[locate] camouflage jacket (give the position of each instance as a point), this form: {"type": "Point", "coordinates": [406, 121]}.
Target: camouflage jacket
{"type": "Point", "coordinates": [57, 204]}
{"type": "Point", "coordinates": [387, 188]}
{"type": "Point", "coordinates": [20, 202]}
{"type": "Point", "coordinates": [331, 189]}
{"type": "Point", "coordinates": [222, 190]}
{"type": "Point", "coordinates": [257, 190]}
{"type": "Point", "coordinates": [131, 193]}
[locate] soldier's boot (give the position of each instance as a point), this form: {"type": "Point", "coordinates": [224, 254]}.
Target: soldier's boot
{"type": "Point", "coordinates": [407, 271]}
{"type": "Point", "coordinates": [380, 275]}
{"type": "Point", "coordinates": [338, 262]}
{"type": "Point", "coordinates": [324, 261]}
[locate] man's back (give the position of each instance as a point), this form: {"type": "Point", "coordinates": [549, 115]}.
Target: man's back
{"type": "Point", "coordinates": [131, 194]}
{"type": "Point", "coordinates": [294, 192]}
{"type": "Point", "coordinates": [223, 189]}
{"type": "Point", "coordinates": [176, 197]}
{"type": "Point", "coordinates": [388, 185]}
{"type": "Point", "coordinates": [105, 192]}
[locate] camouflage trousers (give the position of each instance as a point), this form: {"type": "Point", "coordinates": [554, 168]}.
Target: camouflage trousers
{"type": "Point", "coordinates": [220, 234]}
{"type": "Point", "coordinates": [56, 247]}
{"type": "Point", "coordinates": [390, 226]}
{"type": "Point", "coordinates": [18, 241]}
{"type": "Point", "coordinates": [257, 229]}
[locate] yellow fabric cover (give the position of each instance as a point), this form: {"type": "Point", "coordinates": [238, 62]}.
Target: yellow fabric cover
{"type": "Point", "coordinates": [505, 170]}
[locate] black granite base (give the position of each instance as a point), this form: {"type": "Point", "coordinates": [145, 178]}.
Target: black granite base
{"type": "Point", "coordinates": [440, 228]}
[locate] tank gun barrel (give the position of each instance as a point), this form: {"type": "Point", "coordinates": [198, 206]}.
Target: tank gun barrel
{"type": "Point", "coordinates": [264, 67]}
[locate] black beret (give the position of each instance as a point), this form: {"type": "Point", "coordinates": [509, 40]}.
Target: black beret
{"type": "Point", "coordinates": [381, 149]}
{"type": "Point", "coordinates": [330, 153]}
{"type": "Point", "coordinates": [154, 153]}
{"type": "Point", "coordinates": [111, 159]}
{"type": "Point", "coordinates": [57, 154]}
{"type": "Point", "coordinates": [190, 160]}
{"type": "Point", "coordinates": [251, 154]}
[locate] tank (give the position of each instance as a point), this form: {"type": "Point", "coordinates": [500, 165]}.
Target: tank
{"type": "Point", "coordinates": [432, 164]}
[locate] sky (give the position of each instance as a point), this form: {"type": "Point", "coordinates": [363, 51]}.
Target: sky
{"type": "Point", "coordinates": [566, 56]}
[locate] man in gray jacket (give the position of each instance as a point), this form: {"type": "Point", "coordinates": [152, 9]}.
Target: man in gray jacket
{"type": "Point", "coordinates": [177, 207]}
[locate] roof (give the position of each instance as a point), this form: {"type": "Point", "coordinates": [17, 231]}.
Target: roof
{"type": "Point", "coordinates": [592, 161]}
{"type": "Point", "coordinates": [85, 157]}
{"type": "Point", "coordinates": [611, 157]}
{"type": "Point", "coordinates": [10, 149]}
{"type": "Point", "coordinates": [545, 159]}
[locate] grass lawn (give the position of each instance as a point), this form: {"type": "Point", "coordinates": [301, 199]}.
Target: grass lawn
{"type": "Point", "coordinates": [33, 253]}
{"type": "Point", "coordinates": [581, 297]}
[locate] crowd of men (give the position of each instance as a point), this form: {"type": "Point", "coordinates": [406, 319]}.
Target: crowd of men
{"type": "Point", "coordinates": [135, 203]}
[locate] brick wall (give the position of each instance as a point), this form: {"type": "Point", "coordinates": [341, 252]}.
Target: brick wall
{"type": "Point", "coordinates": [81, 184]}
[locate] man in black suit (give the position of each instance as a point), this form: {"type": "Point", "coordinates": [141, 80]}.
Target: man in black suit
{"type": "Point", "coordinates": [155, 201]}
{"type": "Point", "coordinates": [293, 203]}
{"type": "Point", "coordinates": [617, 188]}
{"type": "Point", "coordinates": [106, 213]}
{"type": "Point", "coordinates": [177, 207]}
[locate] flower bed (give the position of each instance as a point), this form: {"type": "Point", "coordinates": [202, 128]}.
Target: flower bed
━━━
Direction: Every entry should be printed again exactly as written.

Task solution:
[locate] camouflage jacket (give the position of each instance as a point), this form: {"type": "Point", "coordinates": [406, 121]}.
Target: camouflage jacket
{"type": "Point", "coordinates": [57, 204]}
{"type": "Point", "coordinates": [387, 188]}
{"type": "Point", "coordinates": [20, 202]}
{"type": "Point", "coordinates": [331, 189]}
{"type": "Point", "coordinates": [222, 190]}
{"type": "Point", "coordinates": [257, 190]}
{"type": "Point", "coordinates": [131, 193]}
[locate] soldier's boot (give the position of each instance as a point), this form: {"type": "Point", "coordinates": [224, 254]}.
Target: soldier's boot
{"type": "Point", "coordinates": [407, 271]}
{"type": "Point", "coordinates": [380, 275]}
{"type": "Point", "coordinates": [338, 262]}
{"type": "Point", "coordinates": [324, 261]}
[locate] man's back (give the position of each instance as a point), this form: {"type": "Point", "coordinates": [549, 115]}.
Target: man's back
{"type": "Point", "coordinates": [131, 194]}
{"type": "Point", "coordinates": [294, 192]}
{"type": "Point", "coordinates": [223, 189]}
{"type": "Point", "coordinates": [176, 197]}
{"type": "Point", "coordinates": [388, 185]}
{"type": "Point", "coordinates": [105, 192]}
[locate] camouflage trousers (give the position of each instance as a point), this form: {"type": "Point", "coordinates": [554, 168]}.
Target: camouflage trousers
{"type": "Point", "coordinates": [220, 234]}
{"type": "Point", "coordinates": [56, 247]}
{"type": "Point", "coordinates": [390, 226]}
{"type": "Point", "coordinates": [18, 241]}
{"type": "Point", "coordinates": [257, 229]}
[locate] yellow fabric cover (give the position of each instance as a point), this form: {"type": "Point", "coordinates": [238, 62]}.
Target: yellow fabric cover
{"type": "Point", "coordinates": [505, 170]}
[locate] black granite base (give the position of each instance as a point), this form: {"type": "Point", "coordinates": [145, 178]}.
Target: black granite base
{"type": "Point", "coordinates": [440, 228]}
[locate] tank gun barrel (give the position of each instance as a point), this form: {"type": "Point", "coordinates": [198, 206]}.
Target: tank gun barrel
{"type": "Point", "coordinates": [264, 67]}
[locate] black beret (give the position of each instance as a point), this form: {"type": "Point", "coordinates": [509, 40]}.
Target: black beret
{"type": "Point", "coordinates": [381, 149]}
{"type": "Point", "coordinates": [330, 153]}
{"type": "Point", "coordinates": [154, 153]}
{"type": "Point", "coordinates": [111, 159]}
{"type": "Point", "coordinates": [57, 154]}
{"type": "Point", "coordinates": [190, 160]}
{"type": "Point", "coordinates": [251, 154]}
[locate] tank (give the position of each instance as a point), this form: {"type": "Point", "coordinates": [500, 165]}.
Target: tank
{"type": "Point", "coordinates": [432, 164]}
[locate] sky (give the position of each instance as a point), this form: {"type": "Point", "coordinates": [363, 51]}.
Target: sky
{"type": "Point", "coordinates": [566, 56]}
[locate] man in gray jacket (give the position of each instance as a point), this form: {"type": "Point", "coordinates": [152, 9]}.
Target: man in gray jacket
{"type": "Point", "coordinates": [177, 207]}
[locate] roof (give the position of each instance as a point), this form: {"type": "Point", "coordinates": [17, 231]}.
Target: roof
{"type": "Point", "coordinates": [592, 161]}
{"type": "Point", "coordinates": [85, 157]}
{"type": "Point", "coordinates": [611, 157]}
{"type": "Point", "coordinates": [10, 149]}
{"type": "Point", "coordinates": [545, 159]}
[locate] grass lawn (give the position of each instance as a point), this form: {"type": "Point", "coordinates": [301, 199]}.
Target: grass lawn
{"type": "Point", "coordinates": [33, 253]}
{"type": "Point", "coordinates": [581, 297]}
[locate] crowd of men (give the position of each instance as a point), this form: {"type": "Point", "coordinates": [406, 319]}.
Target: crowd of men
{"type": "Point", "coordinates": [135, 203]}
[locate] brick wall (give the position of each instance as a point), this form: {"type": "Point", "coordinates": [341, 252]}.
Target: brick wall
{"type": "Point", "coordinates": [81, 184]}
[locate] man in black suit (give the position of each instance as a point), this form: {"type": "Point", "coordinates": [141, 80]}.
Target: man in black suit
{"type": "Point", "coordinates": [155, 201]}
{"type": "Point", "coordinates": [293, 203]}
{"type": "Point", "coordinates": [617, 188]}
{"type": "Point", "coordinates": [106, 213]}
{"type": "Point", "coordinates": [177, 207]}
[locate] flower bed (give the position of each instance as a point), this form: {"type": "Point", "coordinates": [202, 128]}.
Target: flower bed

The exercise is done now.